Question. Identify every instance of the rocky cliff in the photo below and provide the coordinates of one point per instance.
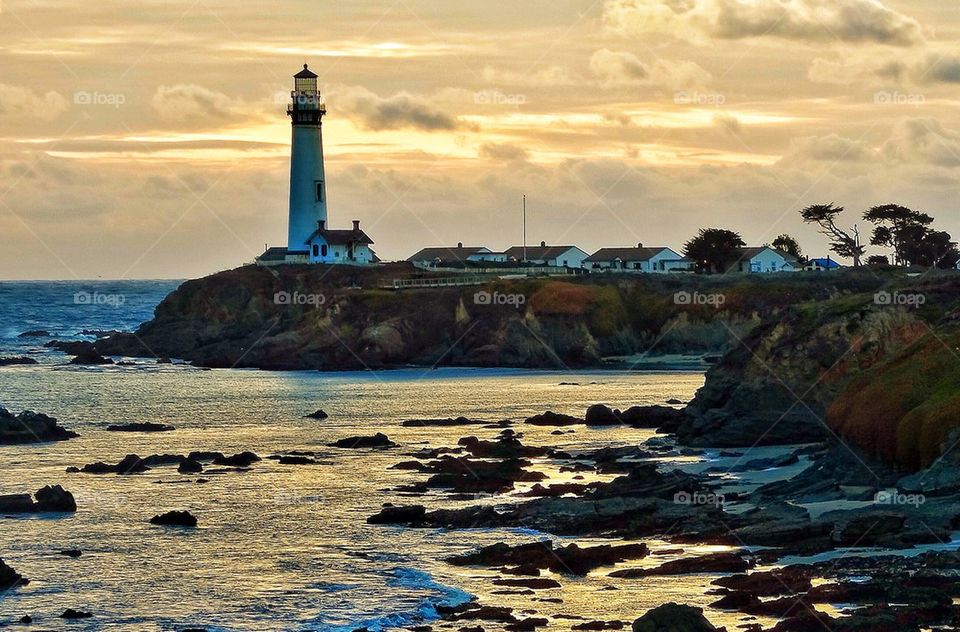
(879, 371)
(316, 317)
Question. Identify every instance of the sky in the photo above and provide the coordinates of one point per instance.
(149, 138)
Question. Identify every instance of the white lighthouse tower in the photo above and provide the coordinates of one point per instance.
(308, 194)
(309, 237)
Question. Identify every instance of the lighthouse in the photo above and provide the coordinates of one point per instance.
(309, 237)
(308, 193)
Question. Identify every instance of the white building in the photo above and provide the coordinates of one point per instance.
(544, 255)
(454, 256)
(309, 239)
(765, 259)
(656, 259)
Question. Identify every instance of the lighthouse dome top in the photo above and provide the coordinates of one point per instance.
(306, 73)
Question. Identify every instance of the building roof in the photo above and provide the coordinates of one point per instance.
(276, 253)
(825, 262)
(341, 237)
(451, 254)
(627, 254)
(306, 73)
(538, 252)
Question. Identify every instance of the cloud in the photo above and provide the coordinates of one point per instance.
(850, 21)
(728, 124)
(831, 148)
(402, 110)
(18, 102)
(925, 141)
(503, 151)
(918, 70)
(624, 69)
(183, 103)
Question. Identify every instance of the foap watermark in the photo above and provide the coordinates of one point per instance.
(299, 299)
(899, 98)
(497, 298)
(110, 99)
(696, 298)
(495, 97)
(895, 497)
(699, 498)
(99, 298)
(713, 99)
(902, 299)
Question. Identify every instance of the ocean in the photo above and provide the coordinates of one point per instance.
(279, 547)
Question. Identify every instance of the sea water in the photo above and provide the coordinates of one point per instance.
(278, 547)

To do:
Transcribe every entry above exactly as it appears, leaving out the pictures.

Response:
Question. Identify every instance of the rocky cliff in the photo below and provide the coordinates of one point per instance.
(879, 371)
(316, 317)
Question. Identify every instance of the sky in the photo above and provide the coordinates of one point per instance.
(149, 138)
Question. Identify every instance of the white lighthouse tower in the photo above and provide the coordinates of one point per instance.
(308, 194)
(309, 237)
Question. Identify every instance of the lighthouse in the photo above and provide the coordinates of one point per instance.
(309, 237)
(308, 193)
Question. Identify every instance of the white building in the photo above and provide the coordinates of one point per instance.
(544, 255)
(454, 256)
(309, 239)
(765, 259)
(656, 259)
Question. Identify every instance of the lighthouse dome top in the photo above and provide the coordinates of one point per instance.
(306, 73)
Question. Identify every instance of the building roof in the photo above and provide the coordinates of one point per instance.
(276, 253)
(825, 262)
(341, 237)
(451, 254)
(627, 254)
(306, 73)
(538, 252)
Question. Identify every instance of the cloud in the photo above and provide the coordinates of one point per instance.
(850, 21)
(728, 124)
(831, 148)
(402, 110)
(18, 102)
(925, 141)
(503, 151)
(918, 70)
(624, 69)
(183, 103)
Question. Identify every instance of the foap watermark in the photo above and provide the coordinates of one point per instance.
(299, 299)
(899, 98)
(497, 298)
(110, 99)
(696, 298)
(495, 97)
(895, 497)
(699, 498)
(99, 298)
(713, 99)
(902, 299)
Question. Identify every instance of the ocean in the photo above and provide the coordinates of one point per instance.
(279, 547)
Question. Identify every instance of the sea water in the photo above and provide the coordinates of one point per instance.
(278, 547)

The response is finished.